> [Records shown]:
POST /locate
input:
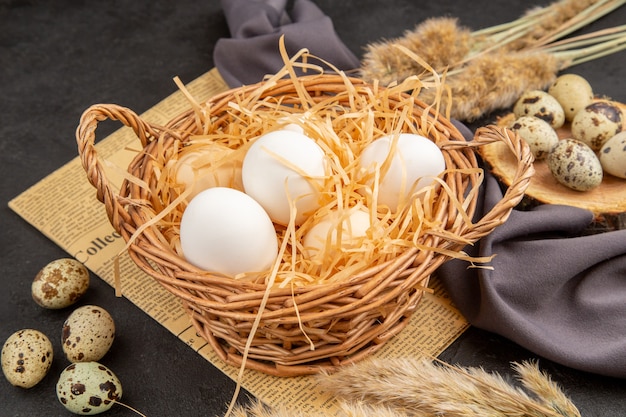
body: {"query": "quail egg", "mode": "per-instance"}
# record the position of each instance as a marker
(596, 123)
(613, 155)
(573, 93)
(538, 103)
(60, 283)
(88, 334)
(26, 357)
(538, 133)
(575, 165)
(88, 388)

> [What to do]: Could you write out all the records again with "marker" changed to "point" and everything else unchanged, leaving out the pictures?

> [Result of this task]:
POST /locate
input:
body: {"query": "quail egg", "mode": "per-instance"}
# record the position of each instance as a point
(596, 123)
(613, 155)
(573, 93)
(538, 103)
(60, 283)
(88, 334)
(26, 357)
(538, 133)
(575, 165)
(88, 388)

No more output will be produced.